# [SOURCE DOCUMENT]

Question is, do you want to continue with refining in the future ? I mean, serious refining. If your answer is yes, then invest in proper equipment.* As probably all members here know, I am strong advocate for induction furnance*. Small types going up to 7-8kW of real heating power are relatively cheap, selling under 800 bucks on Aliexpress. Despite the fact they are genuinely Chinese machines, they run nicely, and I never had any problem with them (actually we have two, one large 35kW one). And we abused them A LOT.

Practically ALL your casual melting can be done in an induction furnance. It is very energy effective heating device = proportion of heat used vs. necessary to attain the required temperature is very nice, compared to indirect heating techniques like using gas torch or gas furnance.* With induction, your temperature limit is practically sublimation point of carbon = using graphite crucibles allow you to go sanely to like 2000°C. Then it burns too quickly in the air  *

So not only for copper, gold and silver. Palladium and platinum like a piece of cake. Even rhodium is nicely melted, when you insert the magnesia crucible inside the graphite one to prevent carbides formation. I do not say this is proper melting technique for these metals (and for Pd certainly isn´t), but much easier and "better" than bleeding with handheld oxy-acetylene, spitting half of the charge around the melt dish, even if you try to not to.

# [Object point labels]
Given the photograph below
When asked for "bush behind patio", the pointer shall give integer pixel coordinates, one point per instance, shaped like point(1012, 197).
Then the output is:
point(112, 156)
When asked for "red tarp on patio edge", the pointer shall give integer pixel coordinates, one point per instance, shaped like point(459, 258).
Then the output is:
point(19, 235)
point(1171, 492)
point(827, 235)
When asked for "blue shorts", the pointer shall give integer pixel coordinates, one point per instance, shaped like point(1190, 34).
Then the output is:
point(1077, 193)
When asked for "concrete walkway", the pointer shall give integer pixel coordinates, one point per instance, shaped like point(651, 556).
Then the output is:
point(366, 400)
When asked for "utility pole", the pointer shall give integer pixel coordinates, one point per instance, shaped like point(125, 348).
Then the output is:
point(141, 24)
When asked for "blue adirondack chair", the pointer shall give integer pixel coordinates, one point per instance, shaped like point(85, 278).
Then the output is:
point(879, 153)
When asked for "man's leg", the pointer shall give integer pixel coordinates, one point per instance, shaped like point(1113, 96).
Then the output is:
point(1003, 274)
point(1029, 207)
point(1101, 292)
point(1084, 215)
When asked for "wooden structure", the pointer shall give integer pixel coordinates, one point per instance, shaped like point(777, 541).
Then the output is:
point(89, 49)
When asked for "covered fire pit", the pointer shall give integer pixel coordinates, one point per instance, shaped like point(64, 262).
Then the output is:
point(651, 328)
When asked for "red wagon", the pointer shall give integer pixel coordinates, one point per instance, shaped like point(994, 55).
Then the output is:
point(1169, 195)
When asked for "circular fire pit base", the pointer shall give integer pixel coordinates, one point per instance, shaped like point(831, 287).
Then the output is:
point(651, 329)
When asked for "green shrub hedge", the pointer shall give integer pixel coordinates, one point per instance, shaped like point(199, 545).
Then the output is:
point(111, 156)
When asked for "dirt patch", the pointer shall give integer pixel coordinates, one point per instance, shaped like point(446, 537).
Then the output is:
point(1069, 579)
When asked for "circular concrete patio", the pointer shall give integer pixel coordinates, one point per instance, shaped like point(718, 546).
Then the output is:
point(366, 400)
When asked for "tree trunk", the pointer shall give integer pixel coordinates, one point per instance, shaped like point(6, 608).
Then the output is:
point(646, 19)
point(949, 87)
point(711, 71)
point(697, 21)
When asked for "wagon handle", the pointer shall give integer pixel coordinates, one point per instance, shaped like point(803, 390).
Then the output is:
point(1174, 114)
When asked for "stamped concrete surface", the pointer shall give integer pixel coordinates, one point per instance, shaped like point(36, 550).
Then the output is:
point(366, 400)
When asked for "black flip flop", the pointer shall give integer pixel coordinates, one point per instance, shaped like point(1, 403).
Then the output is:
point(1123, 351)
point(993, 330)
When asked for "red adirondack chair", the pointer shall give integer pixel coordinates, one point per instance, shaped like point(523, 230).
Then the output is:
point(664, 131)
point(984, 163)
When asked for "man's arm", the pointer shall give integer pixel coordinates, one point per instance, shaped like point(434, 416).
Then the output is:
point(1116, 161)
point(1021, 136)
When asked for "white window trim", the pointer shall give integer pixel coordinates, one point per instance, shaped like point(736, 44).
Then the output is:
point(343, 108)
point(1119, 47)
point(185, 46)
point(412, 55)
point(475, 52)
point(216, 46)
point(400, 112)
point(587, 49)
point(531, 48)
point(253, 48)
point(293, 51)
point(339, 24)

# [GIVEN TASK 1]
Answer these questions from the induction furnace post:
(a) What price do small induction furnaces sell under on Aliexpress?
(b) To roughly what temperature do graphite crucibles let you go?
(c) What is inserted inside the graphite crucible when melting rhodium, and why?
# [GIVEN TASK 2]
Copy the passage of the induction furnace post between "Question is, do" and "them A LOT.", inclusive.

# [CORRECT RESULT 1]
(a) Under 800 bucks.
(b) Around 2000°C.
(c) A magnesia crucible, to prevent carbide formation.

# [CORRECT RESULT 2]
Question is, do you want to continue with refining in the future ? I mean, serious refining. If your answer is yes, then invest in proper equipment.* As probably all members here know, I am strong advocate for induction furnance*. Small types going up to 7-8kW of real heating power are relatively cheap, selling under 800 bucks on Aliexpress. Despite the fact they are genuinely Chinese machines, they run nicely, and I never had any problem with them (actually we have two, one large 35kW one). And we abused them A LOT.